Source extract
Real 10-Yr Treasury Rate. The real (inflation-adjusted) 10-yr Treasury rate was 0.85% in March, which was the third straight month of decreases. It was the lowest rate since October. The nominal rate was 2.48%, which was relatively unchanged for the fourth month in a row. But the rate of inflation was above 2% for the fourth consecutive month. Increasing inflation is depressing the real 10-yr Treasury rate, even though the nominal rate has remained fairly steady (the real rate is the nominal rate minus inflation). The year-over-year change in the real rate decreased to -63 basis points (a basis point is 1/100th of a percent). That ended four straight months of increase. The year-over-year change in the real rate has not moved much the last four months. 

Housing Permits. March saw 111,900 housing permits filed, the highest level since June 2016 and the second-highest level since June 2015. Compared with a year ago, housing permits increased 14.5%. This was the third straight month of growth and the seventh in the last eight months. Also, permits grew faster than 14% in two of the last three months. The annual rate of growth accelerated to 1%, which was the fastest rate since November 2016.

The change in the real 10-yr Treasury rate is a likely cause for the September increase in housing permits. Changes in the interest rate generally lead changes in housing permits by about 12 months.

Material provided
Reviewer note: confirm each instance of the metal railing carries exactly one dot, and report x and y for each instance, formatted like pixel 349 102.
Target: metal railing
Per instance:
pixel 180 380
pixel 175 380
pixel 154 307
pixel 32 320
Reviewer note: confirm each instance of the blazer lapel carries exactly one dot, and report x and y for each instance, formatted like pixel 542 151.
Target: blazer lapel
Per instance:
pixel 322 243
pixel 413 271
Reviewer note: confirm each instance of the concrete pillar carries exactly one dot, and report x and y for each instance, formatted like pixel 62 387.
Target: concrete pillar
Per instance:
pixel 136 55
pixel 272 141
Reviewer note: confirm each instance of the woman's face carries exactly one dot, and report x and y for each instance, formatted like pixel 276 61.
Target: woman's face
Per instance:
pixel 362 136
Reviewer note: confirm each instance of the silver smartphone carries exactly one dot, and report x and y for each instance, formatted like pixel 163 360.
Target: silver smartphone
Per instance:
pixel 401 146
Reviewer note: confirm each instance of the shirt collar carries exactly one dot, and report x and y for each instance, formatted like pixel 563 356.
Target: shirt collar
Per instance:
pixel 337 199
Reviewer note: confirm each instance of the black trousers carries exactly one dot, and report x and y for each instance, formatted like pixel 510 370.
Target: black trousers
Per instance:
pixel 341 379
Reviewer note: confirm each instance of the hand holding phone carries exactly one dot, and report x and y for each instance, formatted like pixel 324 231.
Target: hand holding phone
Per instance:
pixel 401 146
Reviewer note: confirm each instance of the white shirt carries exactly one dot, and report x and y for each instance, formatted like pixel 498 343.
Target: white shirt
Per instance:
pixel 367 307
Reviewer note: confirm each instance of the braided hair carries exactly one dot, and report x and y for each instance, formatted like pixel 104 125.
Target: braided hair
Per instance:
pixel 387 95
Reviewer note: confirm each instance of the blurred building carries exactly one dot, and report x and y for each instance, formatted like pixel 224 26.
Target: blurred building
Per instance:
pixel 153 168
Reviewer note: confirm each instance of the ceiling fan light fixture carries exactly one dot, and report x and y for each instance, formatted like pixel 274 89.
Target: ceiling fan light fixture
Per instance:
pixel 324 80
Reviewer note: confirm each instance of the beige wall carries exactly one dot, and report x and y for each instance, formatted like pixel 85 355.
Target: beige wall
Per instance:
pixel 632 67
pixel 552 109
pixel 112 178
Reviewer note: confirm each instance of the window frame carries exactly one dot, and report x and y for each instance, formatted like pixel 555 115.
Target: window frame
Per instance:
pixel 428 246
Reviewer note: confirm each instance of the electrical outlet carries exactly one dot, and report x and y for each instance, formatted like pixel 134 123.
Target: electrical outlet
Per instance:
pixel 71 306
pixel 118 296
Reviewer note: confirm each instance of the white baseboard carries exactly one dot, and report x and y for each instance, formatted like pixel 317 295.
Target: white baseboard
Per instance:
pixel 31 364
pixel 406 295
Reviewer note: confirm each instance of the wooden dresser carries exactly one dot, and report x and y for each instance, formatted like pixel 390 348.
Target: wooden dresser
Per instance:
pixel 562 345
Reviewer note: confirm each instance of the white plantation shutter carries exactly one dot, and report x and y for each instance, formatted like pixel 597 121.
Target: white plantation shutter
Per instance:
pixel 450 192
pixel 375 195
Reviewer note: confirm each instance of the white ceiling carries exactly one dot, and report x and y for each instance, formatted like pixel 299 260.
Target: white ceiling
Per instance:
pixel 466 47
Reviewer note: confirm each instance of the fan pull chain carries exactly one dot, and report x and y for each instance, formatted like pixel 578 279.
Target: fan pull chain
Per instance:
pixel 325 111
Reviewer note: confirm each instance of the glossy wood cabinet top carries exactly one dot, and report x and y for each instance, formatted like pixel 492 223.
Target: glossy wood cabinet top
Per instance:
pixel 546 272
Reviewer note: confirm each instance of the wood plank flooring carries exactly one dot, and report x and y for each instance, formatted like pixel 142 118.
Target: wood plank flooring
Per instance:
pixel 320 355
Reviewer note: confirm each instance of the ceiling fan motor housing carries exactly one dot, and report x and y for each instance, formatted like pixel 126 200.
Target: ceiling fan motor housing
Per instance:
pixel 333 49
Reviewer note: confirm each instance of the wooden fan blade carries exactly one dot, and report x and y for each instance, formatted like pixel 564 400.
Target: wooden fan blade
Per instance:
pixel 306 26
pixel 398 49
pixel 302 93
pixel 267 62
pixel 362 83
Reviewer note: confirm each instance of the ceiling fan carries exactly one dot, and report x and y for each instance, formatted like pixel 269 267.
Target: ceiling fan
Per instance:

Tasks to complete
[1] According to the passage on Treasury rates and housing permits, how many housing permits were filed in March?
[2] Extend the passage on Treasury rates and housing permits past its final sentence.

Outputs by task
[1] 111,900

[2]
Total Construction Spending. The real value of construction put in place in March was $92.954 million. Compared with one year ago, this was an increase of just 0.9%. The month-over-month rate of change has grown at a decelerating rate since November 2016. The annual rate of change peaked in March 2016 and has grown at a decelerating rate since then. Annual construction spending is growing at a rate of 3.3%, which is the slowest since August 2012.

On the other hand, residential construction spending has grown at an accelerating rate in the last two months. Month-over-month growth accelerated to 5.5% in March. The annual rate of growth, now 4.6%, has decelerated for 15 months in a row and was the slowest since October 2012.

Short term, the trend in construction spending is neutral to slightly negative for products, parts, and production of equipment used in the industry. However, the change in the real 10-yr Treasury rate and the change in housing permits are starting to move in a positive direction.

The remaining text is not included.